- Task goal -
Every record here should be printed again exactly.
Start Data to use
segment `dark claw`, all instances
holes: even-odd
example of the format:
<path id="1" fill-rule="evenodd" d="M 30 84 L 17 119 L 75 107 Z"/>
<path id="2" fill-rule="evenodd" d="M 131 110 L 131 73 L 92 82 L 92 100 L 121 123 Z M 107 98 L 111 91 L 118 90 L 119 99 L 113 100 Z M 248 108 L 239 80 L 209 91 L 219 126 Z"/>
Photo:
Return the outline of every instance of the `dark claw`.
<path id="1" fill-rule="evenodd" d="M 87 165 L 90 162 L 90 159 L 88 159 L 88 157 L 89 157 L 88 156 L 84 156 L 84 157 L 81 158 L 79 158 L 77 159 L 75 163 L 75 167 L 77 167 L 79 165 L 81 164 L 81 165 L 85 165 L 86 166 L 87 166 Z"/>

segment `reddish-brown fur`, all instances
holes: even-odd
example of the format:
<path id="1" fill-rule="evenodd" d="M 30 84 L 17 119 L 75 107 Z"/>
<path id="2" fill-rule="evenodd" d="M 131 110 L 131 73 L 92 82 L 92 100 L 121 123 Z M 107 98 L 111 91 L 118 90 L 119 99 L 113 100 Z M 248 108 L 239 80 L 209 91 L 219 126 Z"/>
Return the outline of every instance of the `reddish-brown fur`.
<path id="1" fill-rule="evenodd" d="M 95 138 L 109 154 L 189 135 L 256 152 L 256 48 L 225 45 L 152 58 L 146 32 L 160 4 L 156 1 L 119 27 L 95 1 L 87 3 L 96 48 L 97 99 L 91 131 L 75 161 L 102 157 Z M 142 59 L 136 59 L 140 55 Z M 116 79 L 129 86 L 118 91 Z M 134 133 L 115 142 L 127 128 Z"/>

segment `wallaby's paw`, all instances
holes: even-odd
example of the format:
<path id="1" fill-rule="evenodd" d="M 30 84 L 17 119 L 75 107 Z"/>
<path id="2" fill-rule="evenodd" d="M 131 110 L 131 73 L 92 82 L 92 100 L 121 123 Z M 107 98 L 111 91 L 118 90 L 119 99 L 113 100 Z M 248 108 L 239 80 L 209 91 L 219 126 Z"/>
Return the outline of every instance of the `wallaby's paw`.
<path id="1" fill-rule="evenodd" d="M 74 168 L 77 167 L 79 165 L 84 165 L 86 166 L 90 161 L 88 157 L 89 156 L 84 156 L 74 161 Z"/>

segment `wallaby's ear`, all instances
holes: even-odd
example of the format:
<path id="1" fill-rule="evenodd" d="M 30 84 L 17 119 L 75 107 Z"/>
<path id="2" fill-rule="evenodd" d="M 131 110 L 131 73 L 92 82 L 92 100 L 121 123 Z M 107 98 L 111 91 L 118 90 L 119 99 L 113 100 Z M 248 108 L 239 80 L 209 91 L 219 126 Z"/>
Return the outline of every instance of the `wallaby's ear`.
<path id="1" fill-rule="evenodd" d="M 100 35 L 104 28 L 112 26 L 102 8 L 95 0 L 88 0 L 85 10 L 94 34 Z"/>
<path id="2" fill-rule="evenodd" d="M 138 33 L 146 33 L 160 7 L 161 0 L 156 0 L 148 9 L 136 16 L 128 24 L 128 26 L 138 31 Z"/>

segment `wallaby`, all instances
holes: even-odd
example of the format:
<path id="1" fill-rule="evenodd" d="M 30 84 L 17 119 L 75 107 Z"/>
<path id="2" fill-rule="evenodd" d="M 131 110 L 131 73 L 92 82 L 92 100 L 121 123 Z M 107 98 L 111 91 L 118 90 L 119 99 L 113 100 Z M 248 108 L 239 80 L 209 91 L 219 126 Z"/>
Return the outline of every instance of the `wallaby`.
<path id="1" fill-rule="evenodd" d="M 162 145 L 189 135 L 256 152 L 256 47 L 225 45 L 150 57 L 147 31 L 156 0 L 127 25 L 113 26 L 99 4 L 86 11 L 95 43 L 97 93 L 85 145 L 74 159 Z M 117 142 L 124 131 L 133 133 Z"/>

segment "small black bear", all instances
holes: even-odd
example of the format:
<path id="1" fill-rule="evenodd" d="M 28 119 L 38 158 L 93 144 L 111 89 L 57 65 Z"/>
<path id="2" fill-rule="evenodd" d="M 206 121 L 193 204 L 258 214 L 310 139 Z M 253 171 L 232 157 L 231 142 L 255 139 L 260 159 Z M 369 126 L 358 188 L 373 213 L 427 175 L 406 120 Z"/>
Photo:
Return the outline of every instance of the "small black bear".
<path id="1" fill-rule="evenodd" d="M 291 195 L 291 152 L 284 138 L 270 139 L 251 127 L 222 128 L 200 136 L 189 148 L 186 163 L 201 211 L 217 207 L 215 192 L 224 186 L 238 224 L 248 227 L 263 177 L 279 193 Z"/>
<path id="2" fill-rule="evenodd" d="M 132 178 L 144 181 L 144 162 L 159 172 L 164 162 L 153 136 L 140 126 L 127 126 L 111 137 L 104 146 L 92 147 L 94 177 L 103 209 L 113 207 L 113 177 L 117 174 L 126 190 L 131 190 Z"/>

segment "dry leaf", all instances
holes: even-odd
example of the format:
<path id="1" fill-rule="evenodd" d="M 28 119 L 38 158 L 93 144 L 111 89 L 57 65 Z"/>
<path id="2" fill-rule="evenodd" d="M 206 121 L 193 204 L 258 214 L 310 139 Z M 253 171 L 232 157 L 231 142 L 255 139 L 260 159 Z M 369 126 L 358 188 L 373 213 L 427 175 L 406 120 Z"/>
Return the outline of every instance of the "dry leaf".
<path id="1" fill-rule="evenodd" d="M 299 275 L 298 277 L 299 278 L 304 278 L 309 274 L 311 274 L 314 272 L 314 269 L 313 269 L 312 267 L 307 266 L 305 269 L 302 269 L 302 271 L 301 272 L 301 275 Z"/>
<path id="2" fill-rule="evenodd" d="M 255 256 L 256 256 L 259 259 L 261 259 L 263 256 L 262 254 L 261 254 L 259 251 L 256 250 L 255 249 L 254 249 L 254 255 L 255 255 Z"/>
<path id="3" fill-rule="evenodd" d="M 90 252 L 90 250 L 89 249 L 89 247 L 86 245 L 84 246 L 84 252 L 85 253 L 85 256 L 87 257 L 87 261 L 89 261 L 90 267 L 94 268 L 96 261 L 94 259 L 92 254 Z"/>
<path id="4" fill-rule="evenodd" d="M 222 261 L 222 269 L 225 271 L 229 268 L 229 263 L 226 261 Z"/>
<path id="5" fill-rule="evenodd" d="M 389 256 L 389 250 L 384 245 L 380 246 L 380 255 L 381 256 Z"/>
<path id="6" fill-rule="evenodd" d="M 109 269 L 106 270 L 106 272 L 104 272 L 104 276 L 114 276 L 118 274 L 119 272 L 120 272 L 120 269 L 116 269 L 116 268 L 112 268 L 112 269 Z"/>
End Data to use
- Solution to this exercise -
segment `dark claw`, all instances
holes: even-odd
example of the format:
<path id="1" fill-rule="evenodd" d="M 30 84 L 17 119 L 75 107 Z"/>
<path id="2" fill-rule="evenodd" d="M 131 110 L 131 73 L 92 82 L 92 100 L 121 123 Z M 107 98 L 111 91 L 118 90 L 119 99 L 113 100 Z M 248 108 L 239 80 L 209 91 L 219 126 Z"/>
Photo:
Return the outline of every instance of the `dark claw`.
<path id="1" fill-rule="evenodd" d="M 87 165 L 90 162 L 90 159 L 88 159 L 88 157 L 89 157 L 88 156 L 84 156 L 84 157 L 81 158 L 79 158 L 77 159 L 75 163 L 75 167 L 77 167 L 79 165 L 81 164 L 81 165 L 85 165 L 86 166 L 87 166 Z"/>

segment `reddish-brown fur`, all instances
holes: even-odd
example of the format:
<path id="1" fill-rule="evenodd" d="M 30 84 L 17 119 L 75 107 Z"/>
<path id="2" fill-rule="evenodd" d="M 131 110 L 131 73 L 92 82 L 92 100 L 121 123 Z M 107 98 L 111 91 L 118 90 L 119 99 L 113 100 Z M 248 108 L 239 80 L 209 91 L 219 126 Z"/>
Return the outline of every instance of the `reddish-brown fur`.
<path id="1" fill-rule="evenodd" d="M 95 138 L 109 154 L 189 135 L 256 152 L 256 48 L 225 45 L 152 58 L 146 32 L 160 4 L 156 1 L 119 27 L 95 1 L 87 3 L 96 48 L 97 99 L 91 131 L 75 161 L 102 157 Z M 142 59 L 136 59 L 140 55 Z M 116 79 L 129 86 L 118 91 Z M 134 133 L 115 142 L 127 128 Z"/>

segment `wallaby's paw`, all instances
holes: even-odd
example of the format:
<path id="1" fill-rule="evenodd" d="M 30 84 L 17 119 L 75 107 Z"/>
<path id="2" fill-rule="evenodd" d="M 131 110 L 131 73 L 92 82 L 92 100 L 121 123 Z M 107 98 L 111 91 L 118 90 L 119 99 L 113 100 Z M 248 108 L 239 80 L 209 91 L 219 126 Z"/>
Return the outline of every instance of the `wallaby's paw`.
<path id="1" fill-rule="evenodd" d="M 74 168 L 77 167 L 79 165 L 84 165 L 86 166 L 90 161 L 88 157 L 89 156 L 84 156 L 74 161 Z"/>

segment `wallaby's ear`, all instances
holes: even-odd
example of the format:
<path id="1" fill-rule="evenodd" d="M 30 84 L 17 119 L 75 107 Z"/>
<path id="2" fill-rule="evenodd" d="M 131 110 L 131 73 L 92 82 L 92 100 L 121 123 Z M 107 98 L 111 91 L 118 90 L 119 99 L 113 100 Z M 248 108 L 239 80 L 209 91 L 219 126 Z"/>
Return the outline of every instance of the `wallaby's ear`.
<path id="1" fill-rule="evenodd" d="M 100 35 L 104 28 L 112 26 L 102 8 L 95 0 L 88 0 L 85 10 L 94 34 Z"/>
<path id="2" fill-rule="evenodd" d="M 138 33 L 146 33 L 160 7 L 161 0 L 156 0 L 148 9 L 136 16 L 128 24 L 128 26 L 138 31 Z"/>

segment `wallaby`, all instances
holes: even-odd
example of the format:
<path id="1" fill-rule="evenodd" d="M 30 84 L 17 119 L 75 107 Z"/>
<path id="2" fill-rule="evenodd" d="M 131 110 L 131 73 L 92 82 L 92 100 L 121 123 Z M 107 98 L 111 91 L 118 90 L 119 99 L 113 100 Z M 248 108 L 239 80 L 209 91 L 219 126 Z"/>
Return the outline of every instance of the `wallaby`.
<path id="1" fill-rule="evenodd" d="M 162 145 L 189 135 L 256 152 L 256 47 L 225 45 L 150 57 L 147 31 L 156 0 L 127 25 L 113 26 L 99 4 L 86 11 L 95 43 L 97 93 L 85 145 L 74 159 Z M 117 142 L 124 131 L 133 133 Z"/>

segment "small black bear", all instances
holes: even-odd
example of the format:
<path id="1" fill-rule="evenodd" d="M 28 119 L 38 158 L 93 144 L 111 89 L 57 65 Z"/>
<path id="2" fill-rule="evenodd" d="M 206 121 L 193 204 L 258 214 L 310 139 Z M 253 171 L 232 157 L 231 142 L 255 139 L 260 159 Z M 369 126 L 358 188 L 373 213 L 427 175 L 406 120 Z"/>
Photo:
Return the outline of every instance of the "small black bear".
<path id="1" fill-rule="evenodd" d="M 291 195 L 291 152 L 284 138 L 270 139 L 251 127 L 222 128 L 200 136 L 189 148 L 186 163 L 201 211 L 217 207 L 215 192 L 224 186 L 238 224 L 248 227 L 263 177 L 279 193 Z"/>
<path id="2" fill-rule="evenodd" d="M 132 178 L 144 181 L 144 162 L 159 172 L 164 162 L 153 136 L 140 126 L 127 126 L 111 137 L 104 146 L 92 147 L 94 177 L 103 209 L 113 207 L 113 177 L 117 174 L 126 190 L 131 190 Z"/>

segment "dry leaf", all instances
holes: even-odd
example of the format:
<path id="1" fill-rule="evenodd" d="M 28 119 L 38 158 L 93 144 L 111 89 L 57 65 Z"/>
<path id="2" fill-rule="evenodd" d="M 206 121 L 193 204 L 258 214 L 310 139 Z M 253 171 L 232 157 L 231 142 L 255 139 L 260 159 Z M 369 126 L 358 188 L 373 213 L 427 175 L 406 120 Z"/>
Return the outline of every instance of the "dry leaf".
<path id="1" fill-rule="evenodd" d="M 299 275 L 298 277 L 299 278 L 304 278 L 309 274 L 311 274 L 314 272 L 314 269 L 313 269 L 312 267 L 307 266 L 305 269 L 302 269 L 302 271 L 301 272 L 301 275 Z"/>
<path id="2" fill-rule="evenodd" d="M 255 256 L 256 256 L 259 259 L 261 259 L 263 256 L 262 254 L 261 254 L 259 251 L 256 250 L 255 249 L 254 249 L 254 255 L 255 255 Z"/>
<path id="3" fill-rule="evenodd" d="M 90 252 L 90 250 L 89 249 L 89 247 L 86 245 L 84 246 L 84 252 L 85 253 L 85 256 L 87 257 L 87 261 L 89 261 L 90 267 L 94 268 L 96 261 L 94 259 L 92 254 Z"/>
<path id="4" fill-rule="evenodd" d="M 222 261 L 222 269 L 225 271 L 229 268 L 229 263 L 226 261 Z"/>
<path id="5" fill-rule="evenodd" d="M 389 256 L 389 250 L 384 245 L 380 246 L 380 255 L 381 256 Z"/>
<path id="6" fill-rule="evenodd" d="M 109 269 L 106 270 L 106 272 L 104 272 L 104 276 L 114 276 L 118 274 L 119 272 L 120 272 L 120 269 L 116 269 L 116 268 L 112 268 L 112 269 Z"/>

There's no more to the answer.